**Your objective**. Return the records that follow, matching each one exactly.

[Excerpts of pointing data]
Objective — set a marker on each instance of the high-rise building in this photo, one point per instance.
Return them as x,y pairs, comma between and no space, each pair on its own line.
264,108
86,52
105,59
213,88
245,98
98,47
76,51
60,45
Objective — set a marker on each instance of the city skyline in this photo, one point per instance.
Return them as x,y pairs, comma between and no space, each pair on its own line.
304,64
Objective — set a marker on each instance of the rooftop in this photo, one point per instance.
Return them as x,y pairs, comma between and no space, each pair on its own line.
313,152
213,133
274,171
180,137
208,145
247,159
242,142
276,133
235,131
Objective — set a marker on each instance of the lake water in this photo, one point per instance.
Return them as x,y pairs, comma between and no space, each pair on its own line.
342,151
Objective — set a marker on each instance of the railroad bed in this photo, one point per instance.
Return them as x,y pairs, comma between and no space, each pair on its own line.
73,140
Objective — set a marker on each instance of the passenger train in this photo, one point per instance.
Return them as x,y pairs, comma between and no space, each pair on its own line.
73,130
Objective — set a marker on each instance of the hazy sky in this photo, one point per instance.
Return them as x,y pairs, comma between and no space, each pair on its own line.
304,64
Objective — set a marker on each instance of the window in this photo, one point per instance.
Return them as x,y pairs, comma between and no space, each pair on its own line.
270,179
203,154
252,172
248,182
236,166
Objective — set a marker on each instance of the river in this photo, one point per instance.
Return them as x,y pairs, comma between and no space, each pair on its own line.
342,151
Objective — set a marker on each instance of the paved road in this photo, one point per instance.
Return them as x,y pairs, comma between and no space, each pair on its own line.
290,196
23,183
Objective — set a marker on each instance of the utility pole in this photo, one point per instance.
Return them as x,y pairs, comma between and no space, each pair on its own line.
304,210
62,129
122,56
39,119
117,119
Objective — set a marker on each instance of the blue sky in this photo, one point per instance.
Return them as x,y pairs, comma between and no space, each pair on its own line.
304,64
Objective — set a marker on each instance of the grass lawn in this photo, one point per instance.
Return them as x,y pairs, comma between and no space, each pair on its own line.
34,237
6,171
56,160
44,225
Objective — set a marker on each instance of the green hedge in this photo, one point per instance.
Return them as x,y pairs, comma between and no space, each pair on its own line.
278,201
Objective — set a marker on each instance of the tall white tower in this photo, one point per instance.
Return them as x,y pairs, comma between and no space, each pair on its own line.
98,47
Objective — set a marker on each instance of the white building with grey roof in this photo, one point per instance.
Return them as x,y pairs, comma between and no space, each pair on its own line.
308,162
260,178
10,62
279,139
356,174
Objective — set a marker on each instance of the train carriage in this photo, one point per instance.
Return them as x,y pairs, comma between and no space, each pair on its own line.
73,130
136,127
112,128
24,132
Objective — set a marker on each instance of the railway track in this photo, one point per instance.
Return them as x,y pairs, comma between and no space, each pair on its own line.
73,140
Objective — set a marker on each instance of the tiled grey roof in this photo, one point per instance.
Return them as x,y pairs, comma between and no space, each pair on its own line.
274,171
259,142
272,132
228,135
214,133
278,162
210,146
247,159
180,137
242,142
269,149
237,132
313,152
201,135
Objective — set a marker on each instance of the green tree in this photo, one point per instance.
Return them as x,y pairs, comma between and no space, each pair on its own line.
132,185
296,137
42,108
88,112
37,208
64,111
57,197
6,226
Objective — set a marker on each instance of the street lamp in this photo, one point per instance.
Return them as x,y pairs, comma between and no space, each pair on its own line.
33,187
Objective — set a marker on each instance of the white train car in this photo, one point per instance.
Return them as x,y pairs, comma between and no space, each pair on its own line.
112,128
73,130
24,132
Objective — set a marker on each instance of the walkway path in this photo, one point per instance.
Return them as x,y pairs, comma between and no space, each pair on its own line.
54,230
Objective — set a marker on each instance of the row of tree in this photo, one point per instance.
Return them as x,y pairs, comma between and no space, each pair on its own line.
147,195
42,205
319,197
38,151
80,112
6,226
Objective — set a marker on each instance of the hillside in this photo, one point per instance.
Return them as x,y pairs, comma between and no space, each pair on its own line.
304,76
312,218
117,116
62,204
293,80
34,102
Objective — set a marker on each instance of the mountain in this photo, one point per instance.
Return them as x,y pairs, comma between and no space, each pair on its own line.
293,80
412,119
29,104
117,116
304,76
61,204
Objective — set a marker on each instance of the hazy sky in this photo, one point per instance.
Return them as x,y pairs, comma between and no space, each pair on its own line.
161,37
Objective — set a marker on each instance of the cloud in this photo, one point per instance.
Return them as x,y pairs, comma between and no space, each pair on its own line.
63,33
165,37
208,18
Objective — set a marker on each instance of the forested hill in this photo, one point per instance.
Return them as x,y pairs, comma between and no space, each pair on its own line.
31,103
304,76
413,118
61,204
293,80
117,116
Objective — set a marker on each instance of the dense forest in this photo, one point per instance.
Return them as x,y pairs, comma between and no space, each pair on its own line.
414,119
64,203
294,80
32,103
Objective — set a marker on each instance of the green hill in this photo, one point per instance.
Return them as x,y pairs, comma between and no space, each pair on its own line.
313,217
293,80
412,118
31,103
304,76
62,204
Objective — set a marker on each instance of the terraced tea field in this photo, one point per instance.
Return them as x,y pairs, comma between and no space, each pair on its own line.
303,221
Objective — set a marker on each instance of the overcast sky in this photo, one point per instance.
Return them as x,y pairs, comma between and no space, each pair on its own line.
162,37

**The output**.
Objective — set a marker on each instance of the high-rise building in this photo, one point per instance.
Return them as x,y pairs, comma between and no space, each pair on its own line.
264,108
86,52
105,59
213,88
245,98
98,47
76,51
60,45
Objective — set a marker on each instance of the city skyline in this photo, one point per instance.
Return them as x,y pairs, comma between and no space, each pair on its own line.
304,64
Objective — set a marker on each instance of the rooftop in this photo, one point per instance.
Return them as x,y pairs, comma between and no space, each pair on its own line.
313,152
213,133
274,171
180,137
208,145
247,159
242,142
276,133
235,131
Objective — set a marker on each instance of the lake water in this photo, one point per instance.
Return them as x,y pairs, comma between and no space, each pair on its own line.
342,151
Objective — set a marker on each instance of the railroad bed in this photo, one point per instance.
Return them as x,y pairs, comma between and no space, each pair on its own line.
73,140
Objective — set a marker on each instance of the passenger train in this photo, one point per instance.
Return them as x,y pairs, comma between and no space, each pair on its own line.
73,130
Objective — set a marker on each instance of the hazy sky in this photo, one point per instance.
Return them as x,y pairs, comma between and no space, each pair on its own line.
304,64
Objective — set a marker on each instance of the window in this photo, one point per instance.
Return them as x,y pairs, comma between and no space, each pair on its own line.
270,179
203,154
252,172
248,182
236,166
Objective — set a marker on each instance of the river in this photo, one point per instance.
Return them as x,y pairs, comma between and no space, each pair on its own line.
342,151
Objective — set a marker on each instance of the paved road in this photo, one point per instance.
Return them as x,y pairs, comma between and no space, each pair on its own line.
290,196
23,183
Objective — set a marker on each instance of the utility pole in this photo, one point per instance.
Return them as x,y pairs, comma between and no space, each pair on its own line.
304,210
62,129
122,56
39,119
117,119
Objective — set a marker on each instance of the blue sky in this photo, one point per instance.
Return them as x,y pairs, comma between and no space, each pair on its own line.
304,64
Objective — set a marker on each instance of the grass lawn in this photo, one point per instance.
Return them as x,y pairs, comma between and no space, each pair on its own line.
34,237
6,171
56,160
44,225
Objective — set a marker on each instance of the green hedge in this photo, one point per instance.
Return them as x,y pairs, comma between and no space, each pair on its own line.
278,201
Objective — set a marker on each instance of the tall white tower in this photo, one point per instance.
Return them as x,y pairs, comma between and no space, each pair on its own line.
98,47
Objective — set a marker on each instance of the white building with grey roof in this photo, one point per instance.
Return them as x,y pairs, comma between and no space, each pair on its own line.
308,162
260,178
10,62
279,139
356,174
Objective — set a marker on each instance of the train carriage in this photo, one point per instance.
Return them as x,y pairs, comma between and no space, each pair on its own line.
73,130
136,127
112,128
24,132
Objective — set a marker on each instance of the railway track in this photo, one point per instance.
Return them as x,y pairs, comma between and no space, each pair on its own line.
73,140
Objective — set a marker on each instance of the tiled grey roof in this photo, one point per instance.
Return them as x,y pairs, comma between and no space, each pair on its own line.
274,171
259,142
272,132
228,135
214,133
278,162
210,146
247,159
180,137
242,142
269,149
237,132
313,152
201,135
Objective — set a marker on each instance of the green tree in this photo, one point per instance.
Return them as x,y pairs, comma between and no space, each pair on its own line.
132,185
296,137
42,108
88,112
37,208
64,111
57,197
6,226
Objective — set a marker on each instance of the street lamp in this photo, one point per instance.
Return them as x,y pairs, comma between and no space, each pair on its own line.
33,187
Objective — set a marker on each instance of the white train car in this photo, one point per instance.
Return them as x,y pairs, comma between and no space, each pair on its own line.
112,128
73,130
24,132
Objective — set a marker on each instance of the walkway path in this photo, one point per instance.
Return them as x,y pairs, comma between and no space, each pair on its own line.
54,230
Objective — set a marker on each instance of the row of tree in this photo, one point per instance.
Return them as x,y pairs, comma between and no space, each pair on its own line.
147,195
42,205
319,197
38,151
80,112
6,226
Objective — set a marker on each instance of the hillside in this photo, one point per instance.
Return them as x,y pairs, comma between and no space, each pair on its own line.
304,76
312,218
117,116
62,204
293,80
34,102
Objective — set a marker on each instance of the mountain in this photo, one point per instance.
Return them as x,y pairs, comma between and no space, each pair on its own line.
293,80
412,119
29,104
117,116
304,76
61,204
Objective — set a marker on each instance of the hazy sky in this photo, one point per instance.
Return them as x,y pairs, comma between and no space, each pair on its own line.
161,37
Objective — set a marker on each instance of the cloud in this photo, one point per instance.
Return them as x,y pairs, comma between and no space, each pair on its own line.
63,33
165,37
208,18
Objective — set a marker on each instance of the forested hill in this photo, one point per instance.
Return them as x,y pairs, comma between and no space, each pair on its own line.
31,103
304,76
413,118
61,204
293,80
117,116
Objective — set a marker on each instance of the dense forest in this photo, one point per instance.
Return them as x,y pairs, comma between and no space, each pair on its own line.
414,119
64,203
294,80
32,103
Objective — set a marker on each instance of the green hill in this photo, one point per instance.
Return them as x,y pairs, comma between and no space, each pair on its own line.
313,217
293,80
412,118
31,103
304,76
62,204
Objective — set a marker on each instance of the terraced tea field in this photo, one point per instance.
Return them as x,y pairs, comma between and no space, each pair on its own line.
303,221
Objective — set a marker on each instance of the overcast sky in this photo, one point per instance.
Return them as x,y pairs, comma between and no space, each pair on its own line.
162,37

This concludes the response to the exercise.